*任务 1:* 页面里有一段以“第二,空谈外来进口的主义”开头，请把这段改写成简短的要点列表，保留主要意思。

*页面:*
>>>>

20年代末,随着苏联十月革命的胜利和中国新文化运动的发展,马克思主义应革命时势的需要而传入中国。李大钊、陈独秀等作为第一批具有初步共产主义思想的知识分子,利用《新青年》和《每周评论》等刊物,有意识地谈论、宣传马克思主义。胡适作为新文化运动初期的干将,应邀为之送上了几篇短篇小说之类的译稿。然而,随着《每周评论》谈论现实问题和宣传马克思主义的深入,胡适心里就产生了某种不快。因为他认为新文化运动应当暂时撇开现实政治问题,致力于研究和解决关于中国社会的知识、文化和教育等方面的问题,以便为新中国的建设打下一个非政治的文化基础。但是到了1919年6月,在陈独秀被捕, 李大钊外出度假而由胡适接办《每周评论》时,胡适面对国内政治界和思想界出现的新情况,思想发生了重大变化,留美期间培养的政治兴趣故态复萌了,于是便写了一篇题目叫做《多研究些问题,少谈些主义》的文章,发表在《每周评论》第28号上。在这里,他采用了“谈政治”的形式来宣传自己的理论主张。这就拉开了“问题与主义”论战的惟幕。这篇被胡适称之为“我的政论的导言”的文章,大致有以下一些主要观点:

第一,主义是一个抽象的名词。“凡‘主义’都是应时势而起的。……主义初起时,大都是一种救时的具体主张。后来这种主张传播出去,传播的人要图简便,便用一两个字来代表这种具体的主张,所以叫他做‘某某主义’。主张成了主义,便由具体的计划,变成一个抽象的名词。……而世间没有一个抽象名词能把某人某派的具体主张都包括在里面。”

第二,空谈外来进口的主义,是容易的事,不仅没有什么用处,而且是很危险的。空谈好听的“主义”,是极容易的事,……一切主义都是某时某地的有心人,对于那时那地的社会需要的救济方法。偏向纸上的“主义”,是危险的。这种口头禅很容易被无耻政客利用来做种种害人的事。

<<<<

*任务 2:* 请把记录中从第一行开始、到含有“568;357;587;379”的那一行为止的这部分一字不差地照抄出来，首尾两行都要包括。

*所给记录:*
>>>>

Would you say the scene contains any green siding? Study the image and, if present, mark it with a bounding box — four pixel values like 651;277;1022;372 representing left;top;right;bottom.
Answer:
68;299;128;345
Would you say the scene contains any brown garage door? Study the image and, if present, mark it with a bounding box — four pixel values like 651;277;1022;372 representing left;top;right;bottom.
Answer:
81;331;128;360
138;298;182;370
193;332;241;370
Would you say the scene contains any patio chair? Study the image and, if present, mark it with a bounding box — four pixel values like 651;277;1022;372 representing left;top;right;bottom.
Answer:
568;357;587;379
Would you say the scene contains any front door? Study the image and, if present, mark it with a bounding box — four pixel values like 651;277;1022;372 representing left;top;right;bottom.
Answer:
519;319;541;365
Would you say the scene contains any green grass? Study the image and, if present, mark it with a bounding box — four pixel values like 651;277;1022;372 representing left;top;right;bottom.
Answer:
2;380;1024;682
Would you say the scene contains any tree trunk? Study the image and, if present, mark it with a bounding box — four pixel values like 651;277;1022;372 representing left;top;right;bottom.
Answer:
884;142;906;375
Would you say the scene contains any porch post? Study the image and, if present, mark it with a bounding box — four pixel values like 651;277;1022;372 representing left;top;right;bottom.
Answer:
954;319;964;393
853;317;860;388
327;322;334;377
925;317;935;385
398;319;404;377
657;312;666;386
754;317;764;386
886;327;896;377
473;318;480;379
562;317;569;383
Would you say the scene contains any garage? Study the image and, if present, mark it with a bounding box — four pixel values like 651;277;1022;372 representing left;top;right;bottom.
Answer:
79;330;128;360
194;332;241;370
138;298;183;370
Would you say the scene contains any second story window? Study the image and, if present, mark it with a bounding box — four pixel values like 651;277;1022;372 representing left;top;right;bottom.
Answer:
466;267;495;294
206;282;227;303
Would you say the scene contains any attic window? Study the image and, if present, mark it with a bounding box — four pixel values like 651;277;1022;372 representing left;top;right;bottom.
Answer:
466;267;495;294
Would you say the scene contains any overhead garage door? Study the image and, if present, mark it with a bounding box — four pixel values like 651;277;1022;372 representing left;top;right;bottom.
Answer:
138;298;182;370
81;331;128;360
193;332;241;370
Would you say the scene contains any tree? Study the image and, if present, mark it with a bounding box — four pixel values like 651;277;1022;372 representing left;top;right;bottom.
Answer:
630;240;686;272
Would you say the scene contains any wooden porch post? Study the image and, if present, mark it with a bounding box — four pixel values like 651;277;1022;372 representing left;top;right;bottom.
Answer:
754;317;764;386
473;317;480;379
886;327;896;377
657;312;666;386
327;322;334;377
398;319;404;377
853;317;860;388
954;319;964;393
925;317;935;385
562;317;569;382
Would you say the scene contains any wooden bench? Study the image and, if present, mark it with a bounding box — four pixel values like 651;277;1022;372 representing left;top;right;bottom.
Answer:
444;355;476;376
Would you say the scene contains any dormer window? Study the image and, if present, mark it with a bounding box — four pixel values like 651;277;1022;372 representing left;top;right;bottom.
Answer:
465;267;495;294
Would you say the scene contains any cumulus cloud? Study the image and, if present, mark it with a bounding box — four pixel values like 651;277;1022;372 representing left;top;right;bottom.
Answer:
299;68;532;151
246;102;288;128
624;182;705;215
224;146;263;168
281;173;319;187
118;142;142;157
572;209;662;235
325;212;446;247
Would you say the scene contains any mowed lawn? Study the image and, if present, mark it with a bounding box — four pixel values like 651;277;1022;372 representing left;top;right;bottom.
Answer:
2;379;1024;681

<<<<

*解答 1:*
- 空谈从外面引进的主义很容易，不但没什么用，还很危险。
- 一切主义都是某时某地的有心人，为当时当地的社会需要想出的救济方法。
- 只看重纸上的主义很危险，这种口头禅容易被无耻政客拿去做各种害人的事。

*解答 2:*
Would you say the scene contains any green siding? Study the image and, if present, mark it with a bounding box — four pixel values like 651;277;1022;372 representing left;top;right;bottom.
Answer:
68;299;128;345
Would you say the scene contains any brown garage door? Study the image and, if present, mark it with a bounding box — four pixel values like 651;277;1022;372 representing left;top;right;bottom.
Answer:
81;331;128;360
138;298;182;370
193;332;241;370
Would you say the scene contains any patio chair? Study the image and, if present, mark it with a bounding box — four pixel values like 651;277;1022;372 representing left;top;right;bottom.
Answer:
568;357;587;379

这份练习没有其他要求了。